■ Source document ■

>>>>>

An early church on the present site was visited by St. Augustine when he came to England in 597 A.D.  A story told of his visit implies the existence here of a place of worship 150 years before, in the middle of the 5th Century of Celtic origin.

 

Although the earlier Church was made perhaps of wood with a thatched roof, the present building dates from the 13th Century.  The south porch is probably 14th Century and it has a pair of oak doors dated 1620.  In the inside of the porch on the west side of the inside doorway is a small scratched Mass dial, which must have been there before the porch was built.  Another one can be seen on the outside of the porch east of the doorway.  In the porch close to the east wall is set an ancient, badly worn, recumbent figure of a woman; believed to be 14th Century.  It may at one time have been inside the church itself, perhaps in the north aisle.

 

The north aisle was added in about 1300 and is separated from the nave by slim octagonal piers, supporting double-chamfered arches; the spacious chancel was added in the late 13th Century and was restored by Woodyer in 1862-3, including the addition of a tracery rood screen, between the Nave and the Chancel. To give more light in the enlarged building, the clerestory (high level window) was added in the first half of the 15th Century.  The east window in the chancel is of modern glass, set in a 14th Century design, and made before the Victorians had quite mastered the art.  The chancel roof was renewed in 1863. It was recovered in Cotswold tiles at a cost of £600, through a grant from the lay-rector, the Provost of Eton College.  The College has received revenues from the Rectory of Long Compton since 1547, arising from rents of several of its lands within the village.  

 

The 15th Century chantry chapel outside the south wall of the chancel, which can best be examined from outside, is a little gem. One can see on the southwest buttress a scratched half-round Mass dial with the stump of the iron gnomon (to protect the sun’s shadow)  still in position.  Above the east gable of the nave is a restored bell cote with a Sanctus bell still used on Sundays.  The roof of the nave is of five bays with moulded cambered tie beams, moulded braces and wall posts.  The trusses are carried on moulded capitals with concave sides and carved corbels, supporting the roof beams.  The second from the east on the north side starting from the rood screen is a mitred bishop’s head with a horseshoe, pincers, and smith’s hammer; opposite him on the south side is a man wearing a large scalloped headdress of c.1440.  A lady in a large horned headdress is next west of the bishop and opposite her a man in another form of headdress.  The westernmost south figure near the font is that of a priest with a chalice and book.

<<<<<

■ Pointing and labeling rows ■
>>>>>

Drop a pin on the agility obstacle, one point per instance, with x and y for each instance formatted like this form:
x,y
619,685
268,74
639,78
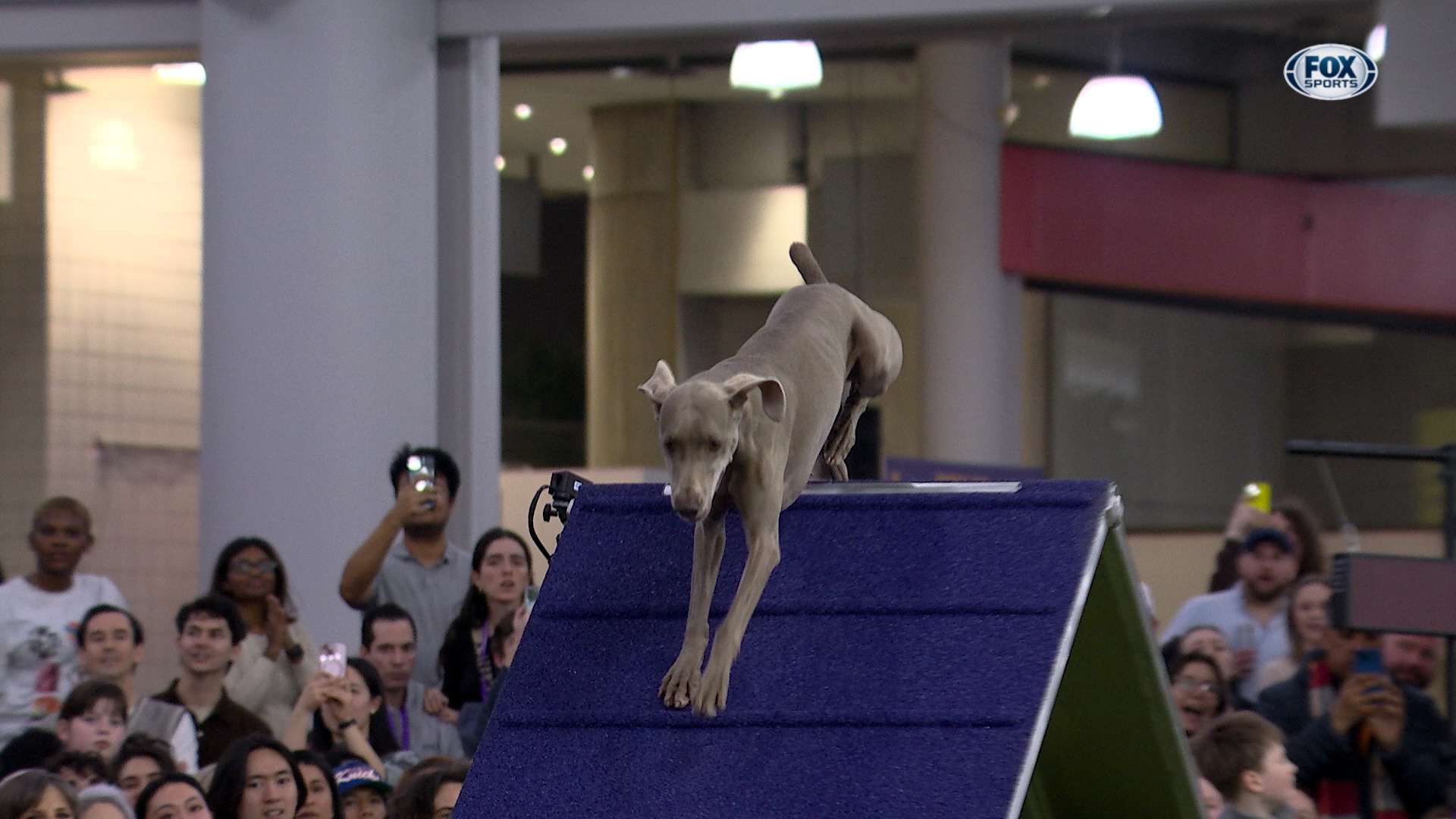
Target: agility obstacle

<<<<<

■ What is asked ■
1 – In the account of the church, how much did it cost to re-cover the chancel roof in Cotswold tiles?
2 – Carry on the account of the church from its last sentence.
These rows have nothing to do with the work here.

■ Responses ■
1 – £600

2 –
The massive west tower measures 12 feet north to south by 13 feet and is 81 feet high.  It is of three stages, the middle stage embracing two stories and the top stage is subdivided into two by a string course below the bell chamber windows and was probably added when the clerestory was added.  The walls are of small irregular rubble.  At the westernmost corners are 15th Century diagonal buttresses of ashlar with narrower and higher moulded plinths.  The tower was restored in 1930.  At the southwest corner of the tower is a stone staircase leading to the belfry and roof of the tower.  On the corners are tall octagonal pinnacles and on the north and south sides are gargoyles with animal heads acting as water outlets.  The saint in the small stained glass window in the west end of the tower is St. Peter, placed there in the 1920s.  The pointed archway from the Nave is carried on corbel-capitals carved with stiff-leaved foliage, the southern being of 13th century origin and the northern, showing a man’s face, a modern restoration.  There is a low oak screen across the entrance to the Vestry, donated as a memorial in 1931.  Long Compton Church has a fine peal of six bells; the treble and second date from 1652; the third, fifth and tenor from 1731; and the fourth from 1823.

 

The thatched Lych Gate, through which you enter the Churchyard, is a memorable feature of the village adjacent to the main road and has had a long and varied history.  It originally was the end of a row of cottages, most of which were demolished in the early part of the 20th Century.  In the 1920s and 1930s, it was a cobblers and an antiques shop.  It, together with the garden, is now Church property.  It was rebuilt and reroofed by a past resident, Mr George Latham, and given to the Church as a memorial to him by his wife Marion on 12th November 1964.  The room above the gate is now used by the local Compton District History Society for meetings and for storage of artefacts.  Members of the Garden Club care for the garden.

 

In 1998 there was a major flood in the village, which caused irreparable damage to

the church rooms in Vicarage Lane. The PCC decided to sell the rooms with

planning permission for a dwelling on the site. Plans were made to construct

replacement facilities in the west end of the church, including a meeting room, prayer

room, kitchen, disabled toilet and lobby. Faculty for the work was granted by a

consistory court hearing in the church. Further local fundraising and donations raised

funds of £160,000 and the new facilities were officially opened by the Bishop of

Coventry in 2004.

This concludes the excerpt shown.